Exercise instructions —
• A. From the answer on scheduling tasks with topological sort, reproduce the passage between "Your method is" and "that you have.", inclusive.
• B. Continue the explanation of finding minimum completion time with topological sort, starting right after its final sentence.

Text to read —
- - -
Finding Minimum Completion Time of Scheduled Tasks with Topological Sort

I am assuming that the tasks do not have cyclic dependencies. As such, the tasks and their dependencies can be represented as a directed acyclic graph (abbreviated as dag from this point), where tasks are vertices, and an edge u -> v means that task u must be completed before task v can begin.

Your method is right in using topological sort to compute the order in which the tasks can be done, since the graph is a dag. I see that there are 2 main questions that you have.
- - -
Stored data —

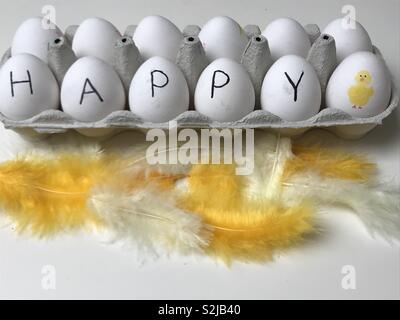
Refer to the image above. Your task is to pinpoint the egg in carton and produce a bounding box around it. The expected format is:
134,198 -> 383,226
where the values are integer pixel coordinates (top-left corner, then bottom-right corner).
- - -
Task-by-task outputs —
• A.
Your method is right in using topological sort to compute the order in which the tasks can be done, since the graph is a dag. I see that there are 2 main questions that you have.

• B.
  1. Computing the tasks which can possibly be done simultaneously
  2. Computing the minimum amount of time to complete all the tasks

Number 2 is simpler, so I shall address it first. Finding the minimum time to complete all the tasks is not difficult once you have computed the topological order. It is essentially finding the longest path in dag, you may have heard its application in the Critical path method. Essentially, the minimum amount of time needed to complete all the tasks is the time needed to complete the chain of tasks with the longest duration. This may seem counterintuitive at first glance, but the idea is that eventual completion of all tasks is dependent on how long we need to complete any chain of tasks, and hence, this is dependent on the time needed to complete the chain of tasks that take up the longest time.

Here is a pseudocode of the algorithm (I think it should be correct, but because I haven't been doing this for a bit of time, I may be wrong, so do verify yourself):

min_time_for_tasks(Graph, topological order):
    distance <- integer array whose size is number of vertices
    set all entries in visited array to negative infinity
    maxDist <- 0
    for v in topological order:
        if distance[v] == negative infinity:
            maxDist <- max(maxDist, longest_path(Graph, distance, v))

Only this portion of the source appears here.